Record extracts:
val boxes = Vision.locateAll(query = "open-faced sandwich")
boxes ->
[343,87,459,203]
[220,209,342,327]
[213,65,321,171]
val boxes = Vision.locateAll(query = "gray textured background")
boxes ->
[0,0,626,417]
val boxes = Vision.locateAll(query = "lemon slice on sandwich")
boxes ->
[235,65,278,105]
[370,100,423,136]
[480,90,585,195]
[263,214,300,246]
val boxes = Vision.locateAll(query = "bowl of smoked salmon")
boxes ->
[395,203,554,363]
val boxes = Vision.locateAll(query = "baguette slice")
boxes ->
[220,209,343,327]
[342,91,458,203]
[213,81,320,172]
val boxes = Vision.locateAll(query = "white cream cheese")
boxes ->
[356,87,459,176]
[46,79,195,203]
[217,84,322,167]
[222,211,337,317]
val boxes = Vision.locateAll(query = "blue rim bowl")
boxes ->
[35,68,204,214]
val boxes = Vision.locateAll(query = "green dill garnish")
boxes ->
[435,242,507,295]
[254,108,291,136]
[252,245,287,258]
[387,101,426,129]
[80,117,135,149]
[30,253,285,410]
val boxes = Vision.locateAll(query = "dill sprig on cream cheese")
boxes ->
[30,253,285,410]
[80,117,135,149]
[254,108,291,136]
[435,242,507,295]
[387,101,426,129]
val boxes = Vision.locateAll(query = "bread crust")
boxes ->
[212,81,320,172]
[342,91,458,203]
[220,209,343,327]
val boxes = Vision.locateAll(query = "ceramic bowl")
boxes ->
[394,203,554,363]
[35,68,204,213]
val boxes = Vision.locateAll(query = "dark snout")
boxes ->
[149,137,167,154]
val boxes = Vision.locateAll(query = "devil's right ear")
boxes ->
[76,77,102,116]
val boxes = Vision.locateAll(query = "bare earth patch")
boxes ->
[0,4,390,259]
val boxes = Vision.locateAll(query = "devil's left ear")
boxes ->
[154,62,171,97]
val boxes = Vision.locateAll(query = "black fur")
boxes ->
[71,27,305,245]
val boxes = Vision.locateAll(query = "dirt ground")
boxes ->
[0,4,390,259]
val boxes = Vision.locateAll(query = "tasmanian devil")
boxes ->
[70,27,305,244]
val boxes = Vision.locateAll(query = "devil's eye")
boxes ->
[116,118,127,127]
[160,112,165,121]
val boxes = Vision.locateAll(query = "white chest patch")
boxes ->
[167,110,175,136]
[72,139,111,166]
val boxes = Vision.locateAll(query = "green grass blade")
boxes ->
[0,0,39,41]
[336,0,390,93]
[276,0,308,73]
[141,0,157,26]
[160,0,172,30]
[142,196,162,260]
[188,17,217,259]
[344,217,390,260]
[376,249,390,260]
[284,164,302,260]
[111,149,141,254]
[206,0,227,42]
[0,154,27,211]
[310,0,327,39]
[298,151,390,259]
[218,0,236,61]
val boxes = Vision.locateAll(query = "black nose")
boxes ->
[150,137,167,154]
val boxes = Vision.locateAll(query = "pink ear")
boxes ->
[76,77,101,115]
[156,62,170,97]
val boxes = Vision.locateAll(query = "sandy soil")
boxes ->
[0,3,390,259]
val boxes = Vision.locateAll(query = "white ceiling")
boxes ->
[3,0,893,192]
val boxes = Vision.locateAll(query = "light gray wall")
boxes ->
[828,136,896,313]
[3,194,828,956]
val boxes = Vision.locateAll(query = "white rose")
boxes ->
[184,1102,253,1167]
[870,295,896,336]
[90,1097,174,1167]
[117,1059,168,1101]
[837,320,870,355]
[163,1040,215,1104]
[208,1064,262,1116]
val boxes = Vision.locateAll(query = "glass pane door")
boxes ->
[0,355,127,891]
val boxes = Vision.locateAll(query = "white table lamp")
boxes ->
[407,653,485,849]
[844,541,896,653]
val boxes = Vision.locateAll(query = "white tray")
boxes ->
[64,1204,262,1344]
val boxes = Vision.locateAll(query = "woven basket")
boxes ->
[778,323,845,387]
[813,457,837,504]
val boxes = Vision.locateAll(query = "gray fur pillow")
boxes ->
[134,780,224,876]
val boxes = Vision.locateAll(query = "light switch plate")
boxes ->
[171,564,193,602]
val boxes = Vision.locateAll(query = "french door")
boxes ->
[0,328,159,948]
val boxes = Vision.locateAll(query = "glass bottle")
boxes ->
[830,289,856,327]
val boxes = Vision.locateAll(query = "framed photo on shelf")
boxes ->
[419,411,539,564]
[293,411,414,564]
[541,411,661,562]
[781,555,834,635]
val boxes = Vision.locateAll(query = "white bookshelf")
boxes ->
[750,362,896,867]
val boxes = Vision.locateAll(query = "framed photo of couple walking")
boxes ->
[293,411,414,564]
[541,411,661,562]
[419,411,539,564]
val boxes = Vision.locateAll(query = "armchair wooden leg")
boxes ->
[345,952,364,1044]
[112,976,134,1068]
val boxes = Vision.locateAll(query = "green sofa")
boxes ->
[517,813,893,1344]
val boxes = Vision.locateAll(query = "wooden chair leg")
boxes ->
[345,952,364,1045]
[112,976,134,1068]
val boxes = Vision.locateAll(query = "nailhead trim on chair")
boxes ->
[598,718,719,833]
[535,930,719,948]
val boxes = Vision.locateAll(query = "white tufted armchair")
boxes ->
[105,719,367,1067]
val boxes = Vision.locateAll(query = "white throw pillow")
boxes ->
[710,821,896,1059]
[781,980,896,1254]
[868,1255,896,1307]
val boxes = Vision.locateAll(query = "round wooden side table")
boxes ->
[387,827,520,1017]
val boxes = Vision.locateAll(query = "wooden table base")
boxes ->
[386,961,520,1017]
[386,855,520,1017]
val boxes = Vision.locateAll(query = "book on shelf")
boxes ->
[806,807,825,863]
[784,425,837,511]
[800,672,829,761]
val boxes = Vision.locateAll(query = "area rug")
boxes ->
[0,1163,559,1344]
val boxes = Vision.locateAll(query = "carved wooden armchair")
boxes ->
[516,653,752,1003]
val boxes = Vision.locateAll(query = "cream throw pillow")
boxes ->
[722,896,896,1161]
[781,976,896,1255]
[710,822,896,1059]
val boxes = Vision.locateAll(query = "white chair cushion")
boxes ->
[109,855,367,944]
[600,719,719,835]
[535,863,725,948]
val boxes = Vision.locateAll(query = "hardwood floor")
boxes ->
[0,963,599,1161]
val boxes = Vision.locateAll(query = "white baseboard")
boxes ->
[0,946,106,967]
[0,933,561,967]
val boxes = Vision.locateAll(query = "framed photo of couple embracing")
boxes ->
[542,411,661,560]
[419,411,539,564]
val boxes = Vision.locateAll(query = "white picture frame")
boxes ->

Exercise brief:
Can you recast every line of the data above as a JSON list of strings, one string per line, with blank lines left out?

Task result:
[
  "val boxes = Vision.locateAll(query = \"open-faced sandwich\")",
  "boxes ->",
  "[343,87,459,203]",
  "[220,209,342,327]",
  "[213,65,321,171]",
  "val boxes = Vision.locateAll(query = \"gray textured background\")",
  "boxes ->",
  "[0,0,626,417]",
  "val boxes = Vision.locateAll(query = \"lemon slice on sandwich\")",
  "boxes ->",
  "[235,65,278,105]",
  "[370,100,423,136]",
  "[480,90,585,195]",
  "[263,214,300,246]",
  "val boxes = Vision.locateAll(query = \"bowl of smoked salmon\")",
  "boxes ->",
  "[395,203,554,363]",
  "val boxes = Vision.locateAll(query = \"baguette slice\")",
  "boxes ->",
  "[220,209,343,327]",
  "[342,91,458,203]",
  "[213,81,320,172]",
  "val boxes = Vision.locateAll(query = \"white cream cheese\")",
  "boxes ->",
  "[356,87,459,176]",
  "[46,79,195,203]",
  "[217,84,322,167]",
  "[222,211,337,317]",
  "val boxes = Vision.locateAll(query = \"blue rim bowl\")",
  "boxes ->",
  "[35,68,204,214]",
  "val boxes = Vision.locateAll(query = \"green dill garnish\")",
  "boxes ->",
  "[435,242,507,295]",
  "[254,108,291,136]",
  "[252,245,287,258]",
  "[387,101,426,129]",
  "[80,117,135,149]",
  "[30,253,285,410]",
  "val boxes = Vision.locateAll(query = \"dill sprig on cream cheese\")",
  "boxes ->",
  "[30,253,285,410]",
  "[80,117,135,149]",
  "[254,108,291,136]",
  "[435,242,507,295]",
  "[387,101,426,129]",
  "val boxes = Vision.locateAll(query = \"bread crust\")",
  "boxes ->",
  "[212,81,320,172]",
  "[342,91,458,203]",
  "[220,209,343,327]",
  "val boxes = Vision.locateAll(query = \"ceramic bowl\")",
  "boxes ->",
  "[394,203,554,363]",
  "[35,68,204,213]",
  "val boxes = Vision.locateAll(query = \"dark snout\")",
  "boxes ->",
  "[149,137,167,154]",
  "val boxes = Vision.locateAll(query = \"devil's right ear\")",
  "boxes ->",
  "[76,77,102,116]",
  "val boxes = Vision.locateAll(query = \"bare earth patch\")",
  "boxes ->",
  "[0,4,390,259]",
  "val boxes = Vision.locateAll(query = \"devil's left ear\")",
  "boxes ->",
  "[154,62,171,97]",
  "val boxes = Vision.locateAll(query = \"black fur\")",
  "boxes ->",
  "[71,27,305,245]",
  "val boxes = Vision.locateAll(query = \"dirt ground\")",
  "boxes ->",
  "[0,4,390,259]",
  "val boxes = Vision.locateAll(query = \"tasmanian devil\")",
  "boxes ->",
  "[70,27,305,244]",
  "val boxes = Vision.locateAll(query = \"devil's eye\")",
  "boxes ->",
  "[116,118,127,127]",
  "[160,112,165,121]",
  "val boxes = Vision.locateAll(query = \"white chest patch\")",
  "boxes ->",
  "[167,110,175,136]",
  "[72,139,111,166]",
  "val boxes = Vision.locateAll(query = \"green grass blade\")",
  "boxes ->",
  "[0,0,39,41]",
  "[336,0,390,93]",
  "[276,0,308,73]",
  "[141,0,157,26]",
  "[160,0,172,30]",
  "[142,196,162,260]",
  "[188,17,217,259]",
  "[344,217,390,260]",
  "[376,249,390,260]",
  "[284,164,302,260]",
  "[111,149,141,254]",
  "[206,0,227,42]",
  "[0,154,27,211]",
  "[310,0,327,39]",
  "[298,151,390,259]",
  "[218,0,236,61]",
  "val boxes = Vision.locateAll(query = \"black nose\")",
  "boxes ->",
  "[150,137,167,154]",
  "val boxes = Vision.locateAll(query = \"pink ear\")",
  "boxes ->",
  "[76,77,101,115]",
  "[156,62,170,97]",
  "val boxes = Vision.locateAll(query = \"sandy soil\")",
  "boxes ->",
  "[0,3,390,259]",
  "val boxes = Vision.locateAll(query = \"white ceiling\")",
  "boxes ->",
  "[3,0,893,192]",
  "val boxes = Vision.locateAll(query = \"light gray wall\")",
  "boxes ->",
  "[828,136,896,313]",
  "[3,194,828,956]",
  "val boxes = Vision.locateAll(query = \"white rose\")",
  "boxes ->",
  "[184,1102,253,1167]",
  "[870,295,896,336]",
  "[90,1097,174,1167]",
  "[117,1059,168,1101]",
  "[837,320,870,355]",
  "[163,1040,215,1104]",
  "[208,1064,262,1116]",
  "val boxes = Vision.locateAll(query = \"glass pane door\")",
  "boxes ->",
  "[0,355,127,891]",
  "val boxes = Vision.locateAll(query = \"white table lamp\")",
  "boxes ->",
  "[407,653,485,849]",
  "[844,541,896,653]",
  "val boxes = Vision.locateAll(query = \"white tray\")",
  "boxes ->",
  "[64,1204,262,1344]",
  "val boxes = Vision.locateAll(query = \"woven basket\")",
  "boxes ->",
  "[778,323,845,387]",
  "[813,457,837,504]",
  "val boxes = Vision.locateAll(query = \"gray fur pillow\")",
  "boxes ->",
  "[134,780,224,876]",
  "val boxes = Vision.locateAll(query = \"light switch plate\")",
  "boxes ->",
  "[171,564,193,602]",
  "val boxes = Vision.locateAll(query = \"french door\")",
  "boxes ->",
  "[0,328,159,948]",
  "val boxes = Vision.locateAll(query = \"glass bottle\")",
  "boxes ->",
  "[830,289,856,327]",
  "val boxes = Vision.locateAll(query = \"framed photo on shelf\")",
  "boxes ->",
  "[419,411,539,564]",
  "[293,411,414,564]",
  "[541,411,661,562]",
  "[781,555,834,635]",
  "val boxes = Vision.locateAll(query = \"white bookshelf\")",
  "boxes ->",
  "[750,362,896,867]",
  "val boxes = Vision.locateAll(query = \"framed photo of couple walking\")",
  "boxes ->",
  "[293,411,414,564]",
  "[541,411,661,562]",
  "[419,411,539,564]",
  "val boxes = Vision.locateAll(query = \"armchair wooden leg\")",
  "boxes ->",
  "[345,952,364,1044]",
  "[112,976,134,1068]",
  "val boxes = Vision.locateAll(query = \"green sofa\")",
  "boxes ->",
  "[517,813,893,1344]",
  "val boxes = Vision.locateAll(query = \"wooden chair leg\")",
  "boxes ->",
  "[345,952,364,1045]",
  "[112,976,134,1068]",
  "val boxes = Vision.locateAll(query = \"nailhead trim on chair\")",
  "boxes ->",
  "[598,718,719,833]",
  "[535,930,719,948]",
  "val boxes = Vision.locateAll(query = \"white tufted armchair\")",
  "boxes ->",
  "[105,719,367,1067]",
  "val boxes = Vision.locateAll(query = \"white throw pillow\")",
  "boxes ->",
  "[710,821,896,1059]",
  "[781,980,896,1254]",
  "[868,1255,896,1307]",
  "val boxes = Vision.locateAll(query = \"round wooden side table\")",
  "boxes ->",
  "[387,827,520,1017]",
  "val boxes = Vision.locateAll(query = \"wooden table base\")",
  "boxes ->",
  "[386,961,520,1017]",
  "[386,855,520,1017]",
  "val boxes = Vision.locateAll(query = \"book on shelf\")",
  "boxes ->",
  "[806,807,825,863]",
  "[784,425,837,511]",
  "[800,672,829,761]",
  "val boxes = Vision.locateAll(query = \"area rug\")",
  "boxes ->",
  "[0,1163,559,1344]",
  "val boxes = Vision.locateAll(query = \"carved wooden armchair\")",
  "boxes ->",
  "[516,653,752,1003]",
  "val boxes = Vision.locateAll(query = \"cream throw pillow\")",
  "boxes ->",
  "[722,896,896,1161]",
  "[781,976,896,1255]",
  "[710,822,896,1059]",
  "val boxes = Vision.locateAll(query = \"white chair cushion\")",
  "boxes ->",
  "[109,855,367,944]",
  "[600,719,719,835]",
  "[535,863,725,948]",
  "val boxes = Vision.locateAll(query = \"hardwood floor\")",
  "boxes ->",
  "[0,963,599,1161]",
  "val boxes = Vision.locateAll(query = \"white baseboard\")",
  "boxes ->",
  "[0,946,106,967]",
  "[0,933,561,967]",
  "val boxes = Vision.locateAll(query = \"framed photo of couple embracing\")",
  "boxes ->",
  "[542,411,661,560]",
  "[419,411,539,564]",
  "val boxes = Vision.locateAll(query = \"white picture frame\")",
  "boxes ->"
]